=== Texto proporcionado ===
####

Lo cierto es que no sabemos si Julio Fuentes vive. Nadie puede afirmar con seguridad que ha muerto, porque nadie ha podido identificar los cuatro cadáveres que yacen en la carretera entre Jalalabad y Kabul.

Mientras exista un pequeño resquicio de esperanza anoche el nuevo gobernador de Jalalabad especulaba con la hipótesis de un secuestro seguiremos aferrándonos a él, aunque el tiempo corre en nuestra contra. Un convoy de la Cruz Roja intentará hoy acercarse al lugar, donde todavía prosiguen los combates, para averiguar lo sucedido.

Julio Fuentes, María Grazia Cutuli, Harry Burton y Azizulá Haidari sabían que corrían un enorme riesgo al desplazarse en pos de la noticia en un país devastado, sin gobierno ni fronteras definidas, sin más autoridad que la de los señores feudales de la guerra y donde las reglas de la venganza han desplazado a las de la justicia.

####

Fragmento de un archivo de datos:
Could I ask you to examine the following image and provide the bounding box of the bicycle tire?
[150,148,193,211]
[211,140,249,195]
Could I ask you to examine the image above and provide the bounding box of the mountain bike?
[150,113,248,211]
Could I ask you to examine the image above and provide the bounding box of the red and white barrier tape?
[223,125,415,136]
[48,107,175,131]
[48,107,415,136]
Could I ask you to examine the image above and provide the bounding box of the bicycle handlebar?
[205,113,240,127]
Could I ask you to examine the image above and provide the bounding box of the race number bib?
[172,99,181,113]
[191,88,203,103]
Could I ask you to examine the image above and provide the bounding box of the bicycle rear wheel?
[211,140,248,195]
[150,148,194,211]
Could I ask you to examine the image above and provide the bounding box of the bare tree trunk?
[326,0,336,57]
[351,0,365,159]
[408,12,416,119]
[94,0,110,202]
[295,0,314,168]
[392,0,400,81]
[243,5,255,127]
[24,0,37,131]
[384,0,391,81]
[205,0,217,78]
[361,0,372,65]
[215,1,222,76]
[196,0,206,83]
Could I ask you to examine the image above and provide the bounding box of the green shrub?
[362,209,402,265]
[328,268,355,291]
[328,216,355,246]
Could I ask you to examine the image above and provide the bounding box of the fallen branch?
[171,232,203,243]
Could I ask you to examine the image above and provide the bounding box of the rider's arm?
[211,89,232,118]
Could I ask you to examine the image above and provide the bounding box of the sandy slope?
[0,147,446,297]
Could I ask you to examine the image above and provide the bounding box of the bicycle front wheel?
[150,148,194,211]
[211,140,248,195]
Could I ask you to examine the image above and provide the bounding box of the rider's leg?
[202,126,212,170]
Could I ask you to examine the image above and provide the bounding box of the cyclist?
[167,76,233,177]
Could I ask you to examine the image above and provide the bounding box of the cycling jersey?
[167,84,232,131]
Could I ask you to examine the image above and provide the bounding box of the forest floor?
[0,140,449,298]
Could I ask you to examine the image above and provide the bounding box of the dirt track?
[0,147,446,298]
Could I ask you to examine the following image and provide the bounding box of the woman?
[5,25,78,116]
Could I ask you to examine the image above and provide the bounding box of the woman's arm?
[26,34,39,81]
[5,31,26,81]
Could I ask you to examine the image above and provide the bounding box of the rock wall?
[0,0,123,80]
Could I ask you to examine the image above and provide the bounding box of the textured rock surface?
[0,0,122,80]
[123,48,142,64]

####

=== Qué hacer ===
**a.** Devuelve completo y sin ningún cambio el texto sobre Julio Fuentes.
**b.** Sustituye "mountain bike" por "road bike" en las líneas del listado que van desde el principio hasta la que contiene "[150,113,248,211]", ambas incluidas. Devuelve solo esas líneas, sin ningún otro cambio.
El texto y el listado no tienen relación entre sí.

=== Respuestas en orden ===
**a.**
Lo cierto es que no sabemos si Julio Fuentes vive. Nadie puede afirmar con seguridad que ha muerto, porque nadie ha podido identificar los cuatro cadáveres que yacen en la carretera entre Jalalabad y Kabul.

Mientras exista un pequeño resquicio de esperanza anoche el nuevo gobernador de Jalalabad especulaba con la hipótesis de un secuestro seguiremos aferrándonos a él, aunque el tiempo corre en nuestra contra. Un convoy de la Cruz Roja intentará hoy acercarse al lugar, donde todavía prosiguen los combates, para averiguar lo sucedido.

Julio Fuentes, María Grazia Cutuli, Harry Burton y Azizulá Haidari sabían que corrían un enorme riesgo al desplazarse en pos de la noticia en un país devastado, sin gobierno ni fronteras definidas, sin más autoridad que la de los señores feudales de la guerra y donde las reglas de la venganza han desplazado a las de la justicia.

**b.**
Could I ask you to examine the following image and provide the bounding box of the bicycle tire?
[150,148,193,211]
[211,140,249,195]
Could I ask you to examine the image above and provide the bounding box of the road bike?
[150,113,248,211]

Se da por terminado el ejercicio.